━━━ Passage shown ━━━
First, the Knicks signed Amar’e Stoudemire to a max contract for five years for roughly $100M. Stoudemire is an extremely talented player. We can all agree on that. He has shown flashes of brilliance throughout his career with the Phoenix Suns. The Suns were actually interested in bringing him back, but they were reluctant to go five years due to the expected wear and tear on Amar’e. Keep in mind that he entered the NBA straight out of high school. We’ve seen guys like Jermaine O’Neal and Kevin Garnett (other guys who have entered the league straight out of high school) hit that wall a little sooner than others.

The Knicks obviously signed Stoudemire because he is a good player, but it was hoped that signing him would be a key to bringing James to the big apple. That never happened. James decided to chase the sunlight instead of the spotlight. Thus, the Knicks had to settle for Stoudemire as the big prize.
━━━ Collected data ━━━
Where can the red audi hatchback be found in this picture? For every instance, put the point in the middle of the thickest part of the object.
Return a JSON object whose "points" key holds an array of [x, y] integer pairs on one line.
━━━
#### Tasks to carry out
a. In the passage on the Knicks signing Stoudemire:
(i) How many years and roughly how much money was Stoudemire's contract?
(ii) Why were the Suns reluctant to offer him five years?
(iii) Whom did the Knicks hope signing Stoudemire would help bring to New York?
b. Which people are named in the passage on the Knicks signing Stoudemire?

#### Full answers
a.
(i) Five years, for roughly $100M.
(ii) Because of the expected wear and tear on Amar'e.
(iii) James.

b. Amar'e Stoudemire, Jermaine O'Neal, Kevin Garnett, James